▶ [Problem to solve]:
Up to and including the line holding "box: [100, 226, 114, 254]", write out the data exactly from its first line, but not the pictures.

Stored data entries:
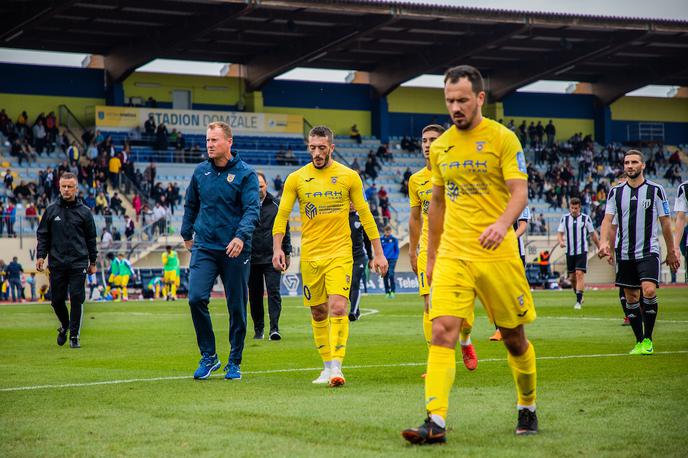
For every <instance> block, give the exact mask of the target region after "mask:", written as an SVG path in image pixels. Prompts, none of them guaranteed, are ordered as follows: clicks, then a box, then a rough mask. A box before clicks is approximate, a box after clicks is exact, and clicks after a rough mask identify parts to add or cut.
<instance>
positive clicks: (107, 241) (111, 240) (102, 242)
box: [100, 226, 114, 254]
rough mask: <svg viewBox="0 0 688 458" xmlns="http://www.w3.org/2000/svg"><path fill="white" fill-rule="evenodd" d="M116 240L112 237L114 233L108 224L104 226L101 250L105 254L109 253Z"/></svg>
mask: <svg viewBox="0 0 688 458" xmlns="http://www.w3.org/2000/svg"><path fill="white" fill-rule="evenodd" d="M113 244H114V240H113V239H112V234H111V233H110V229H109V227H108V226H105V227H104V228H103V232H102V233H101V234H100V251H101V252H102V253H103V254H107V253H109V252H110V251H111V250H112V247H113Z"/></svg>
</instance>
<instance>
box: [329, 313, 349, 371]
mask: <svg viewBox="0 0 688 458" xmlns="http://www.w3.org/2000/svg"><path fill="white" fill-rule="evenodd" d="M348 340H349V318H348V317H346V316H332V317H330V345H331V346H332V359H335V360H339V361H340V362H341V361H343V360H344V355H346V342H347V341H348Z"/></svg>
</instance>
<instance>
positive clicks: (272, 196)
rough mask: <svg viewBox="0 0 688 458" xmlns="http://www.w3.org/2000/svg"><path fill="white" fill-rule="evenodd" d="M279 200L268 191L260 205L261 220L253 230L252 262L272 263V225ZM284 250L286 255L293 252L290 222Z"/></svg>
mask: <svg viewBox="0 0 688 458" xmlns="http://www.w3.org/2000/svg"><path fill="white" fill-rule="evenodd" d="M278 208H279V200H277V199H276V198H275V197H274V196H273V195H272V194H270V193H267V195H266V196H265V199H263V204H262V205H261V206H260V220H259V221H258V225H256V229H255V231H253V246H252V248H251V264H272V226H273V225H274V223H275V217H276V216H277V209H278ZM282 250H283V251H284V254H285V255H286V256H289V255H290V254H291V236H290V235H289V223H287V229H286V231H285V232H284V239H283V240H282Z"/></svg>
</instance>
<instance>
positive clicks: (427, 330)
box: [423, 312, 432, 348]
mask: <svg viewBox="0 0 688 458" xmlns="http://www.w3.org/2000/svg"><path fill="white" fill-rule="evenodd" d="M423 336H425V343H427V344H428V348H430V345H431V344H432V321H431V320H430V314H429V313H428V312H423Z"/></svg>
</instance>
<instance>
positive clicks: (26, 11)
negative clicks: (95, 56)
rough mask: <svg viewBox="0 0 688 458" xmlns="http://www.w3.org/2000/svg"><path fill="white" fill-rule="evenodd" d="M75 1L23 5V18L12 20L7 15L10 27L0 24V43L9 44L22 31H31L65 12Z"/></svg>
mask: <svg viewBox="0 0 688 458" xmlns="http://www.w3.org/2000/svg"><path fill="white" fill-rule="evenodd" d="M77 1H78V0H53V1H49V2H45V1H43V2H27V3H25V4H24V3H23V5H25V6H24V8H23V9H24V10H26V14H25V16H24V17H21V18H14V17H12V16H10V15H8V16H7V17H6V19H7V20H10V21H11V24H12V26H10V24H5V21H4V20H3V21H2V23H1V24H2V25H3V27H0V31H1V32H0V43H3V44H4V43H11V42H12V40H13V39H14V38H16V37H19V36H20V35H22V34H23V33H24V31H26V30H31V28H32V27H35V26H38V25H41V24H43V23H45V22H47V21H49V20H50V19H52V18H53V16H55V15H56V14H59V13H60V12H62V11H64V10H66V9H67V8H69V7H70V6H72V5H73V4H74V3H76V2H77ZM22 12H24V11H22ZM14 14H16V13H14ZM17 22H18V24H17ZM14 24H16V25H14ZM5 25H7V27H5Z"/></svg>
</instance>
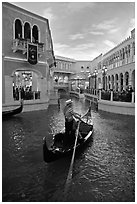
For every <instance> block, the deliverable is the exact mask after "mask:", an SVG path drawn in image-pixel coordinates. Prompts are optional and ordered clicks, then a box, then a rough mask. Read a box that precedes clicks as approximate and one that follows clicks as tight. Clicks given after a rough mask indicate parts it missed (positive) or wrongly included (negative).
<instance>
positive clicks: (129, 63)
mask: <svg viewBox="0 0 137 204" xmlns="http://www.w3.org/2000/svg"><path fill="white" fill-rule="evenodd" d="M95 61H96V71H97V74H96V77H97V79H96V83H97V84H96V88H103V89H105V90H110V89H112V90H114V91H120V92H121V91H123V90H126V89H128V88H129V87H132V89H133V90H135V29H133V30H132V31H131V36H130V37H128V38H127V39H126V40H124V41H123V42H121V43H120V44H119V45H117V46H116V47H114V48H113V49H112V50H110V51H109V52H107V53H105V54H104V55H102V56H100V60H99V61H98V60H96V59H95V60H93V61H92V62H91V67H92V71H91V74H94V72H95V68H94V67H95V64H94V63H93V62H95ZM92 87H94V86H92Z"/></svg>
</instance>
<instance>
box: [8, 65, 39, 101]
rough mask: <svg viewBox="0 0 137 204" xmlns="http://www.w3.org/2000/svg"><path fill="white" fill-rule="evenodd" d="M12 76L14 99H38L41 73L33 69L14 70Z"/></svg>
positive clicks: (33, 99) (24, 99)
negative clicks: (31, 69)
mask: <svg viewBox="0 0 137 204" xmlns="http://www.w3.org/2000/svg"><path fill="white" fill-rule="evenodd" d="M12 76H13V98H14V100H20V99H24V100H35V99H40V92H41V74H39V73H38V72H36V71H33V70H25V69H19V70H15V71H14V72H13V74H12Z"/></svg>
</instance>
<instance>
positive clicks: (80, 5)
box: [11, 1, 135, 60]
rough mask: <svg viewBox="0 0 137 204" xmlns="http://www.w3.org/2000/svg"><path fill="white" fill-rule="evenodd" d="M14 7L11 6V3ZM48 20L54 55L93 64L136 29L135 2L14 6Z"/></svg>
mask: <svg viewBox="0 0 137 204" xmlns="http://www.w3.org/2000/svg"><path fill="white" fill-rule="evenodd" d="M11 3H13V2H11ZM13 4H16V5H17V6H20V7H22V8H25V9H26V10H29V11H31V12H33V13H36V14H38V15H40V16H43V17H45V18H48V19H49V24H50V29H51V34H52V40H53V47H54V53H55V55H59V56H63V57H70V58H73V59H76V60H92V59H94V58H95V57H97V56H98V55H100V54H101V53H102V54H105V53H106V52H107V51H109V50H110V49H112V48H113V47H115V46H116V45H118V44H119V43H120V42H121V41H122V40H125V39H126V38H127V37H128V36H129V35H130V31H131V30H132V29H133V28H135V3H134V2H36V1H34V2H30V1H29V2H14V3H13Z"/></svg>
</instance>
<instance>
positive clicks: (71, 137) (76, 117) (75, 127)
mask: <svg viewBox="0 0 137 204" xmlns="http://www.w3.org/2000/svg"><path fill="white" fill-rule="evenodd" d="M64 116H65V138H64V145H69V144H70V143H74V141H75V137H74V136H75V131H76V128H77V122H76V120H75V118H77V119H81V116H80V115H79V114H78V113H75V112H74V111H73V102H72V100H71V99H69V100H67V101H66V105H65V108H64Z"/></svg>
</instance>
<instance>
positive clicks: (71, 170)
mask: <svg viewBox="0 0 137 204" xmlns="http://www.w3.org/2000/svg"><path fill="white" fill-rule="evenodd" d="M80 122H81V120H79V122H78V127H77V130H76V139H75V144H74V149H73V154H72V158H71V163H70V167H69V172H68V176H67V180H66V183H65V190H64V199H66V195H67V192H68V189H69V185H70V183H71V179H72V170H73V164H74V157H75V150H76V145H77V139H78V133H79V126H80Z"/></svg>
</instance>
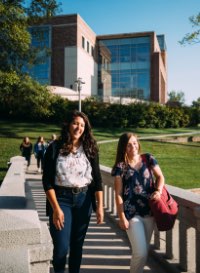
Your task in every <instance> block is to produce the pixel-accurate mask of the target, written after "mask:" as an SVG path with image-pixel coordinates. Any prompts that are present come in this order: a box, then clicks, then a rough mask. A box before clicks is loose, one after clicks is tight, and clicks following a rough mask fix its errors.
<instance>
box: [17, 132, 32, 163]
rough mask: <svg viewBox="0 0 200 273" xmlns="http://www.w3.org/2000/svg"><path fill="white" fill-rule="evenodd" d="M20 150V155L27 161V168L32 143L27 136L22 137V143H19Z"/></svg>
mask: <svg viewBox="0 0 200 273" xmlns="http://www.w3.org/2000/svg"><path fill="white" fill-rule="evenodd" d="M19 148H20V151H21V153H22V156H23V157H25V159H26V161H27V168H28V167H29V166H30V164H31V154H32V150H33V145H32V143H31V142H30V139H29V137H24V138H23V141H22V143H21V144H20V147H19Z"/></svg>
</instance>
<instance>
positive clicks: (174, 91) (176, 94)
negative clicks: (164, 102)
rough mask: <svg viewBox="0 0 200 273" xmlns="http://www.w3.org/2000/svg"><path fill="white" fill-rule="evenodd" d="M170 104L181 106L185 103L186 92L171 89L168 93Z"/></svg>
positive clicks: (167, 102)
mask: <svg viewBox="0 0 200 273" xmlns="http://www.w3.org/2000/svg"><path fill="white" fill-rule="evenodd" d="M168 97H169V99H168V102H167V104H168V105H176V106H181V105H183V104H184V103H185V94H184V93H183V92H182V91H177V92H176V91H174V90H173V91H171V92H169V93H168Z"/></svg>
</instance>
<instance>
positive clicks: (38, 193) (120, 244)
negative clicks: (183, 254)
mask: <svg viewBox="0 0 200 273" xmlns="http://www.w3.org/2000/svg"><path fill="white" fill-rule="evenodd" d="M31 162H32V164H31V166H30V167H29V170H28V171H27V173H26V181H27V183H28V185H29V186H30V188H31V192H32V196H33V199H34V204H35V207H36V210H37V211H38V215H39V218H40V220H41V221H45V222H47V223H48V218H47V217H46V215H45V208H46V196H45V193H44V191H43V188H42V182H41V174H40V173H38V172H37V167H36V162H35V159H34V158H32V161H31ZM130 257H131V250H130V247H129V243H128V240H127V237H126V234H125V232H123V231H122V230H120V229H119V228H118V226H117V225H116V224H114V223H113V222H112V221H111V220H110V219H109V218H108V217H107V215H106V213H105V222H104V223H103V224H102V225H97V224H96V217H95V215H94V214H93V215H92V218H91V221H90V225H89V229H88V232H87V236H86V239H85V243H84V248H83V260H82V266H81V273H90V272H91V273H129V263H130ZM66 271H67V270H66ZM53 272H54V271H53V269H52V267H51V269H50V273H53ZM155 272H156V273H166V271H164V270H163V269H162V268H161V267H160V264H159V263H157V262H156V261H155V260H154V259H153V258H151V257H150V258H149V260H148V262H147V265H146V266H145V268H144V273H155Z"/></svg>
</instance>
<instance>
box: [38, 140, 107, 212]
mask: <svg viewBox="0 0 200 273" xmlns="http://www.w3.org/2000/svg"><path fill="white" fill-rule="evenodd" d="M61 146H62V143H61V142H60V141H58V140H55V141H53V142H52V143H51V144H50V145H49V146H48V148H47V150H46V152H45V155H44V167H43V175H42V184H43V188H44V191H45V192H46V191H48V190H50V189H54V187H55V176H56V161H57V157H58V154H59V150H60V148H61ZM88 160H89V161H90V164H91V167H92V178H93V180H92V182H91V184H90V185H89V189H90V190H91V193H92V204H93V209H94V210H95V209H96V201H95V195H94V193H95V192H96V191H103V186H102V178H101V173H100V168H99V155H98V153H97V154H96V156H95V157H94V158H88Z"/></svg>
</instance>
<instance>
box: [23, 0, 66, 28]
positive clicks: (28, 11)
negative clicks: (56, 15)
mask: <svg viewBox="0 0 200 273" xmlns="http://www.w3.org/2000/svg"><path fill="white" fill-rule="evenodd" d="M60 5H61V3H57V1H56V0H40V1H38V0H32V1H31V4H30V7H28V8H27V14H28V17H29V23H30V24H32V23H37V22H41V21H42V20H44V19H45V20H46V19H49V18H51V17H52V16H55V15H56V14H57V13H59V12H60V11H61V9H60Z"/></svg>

▶ [Expected answer]:
For every <instance> block, give the exact mask of the target region after "mask:", written as an SVG path in image pixels. Prompts, none of them guaranteed, are ordered as follows: clicks, then a box, then a rough mask. A box before clicks is approximate, a box after clicks is exact, and clicks after a rough mask identify parts to add or cut.
<instance>
positive clicks: (107, 241) (111, 240) (102, 242)
box: [100, 226, 114, 254]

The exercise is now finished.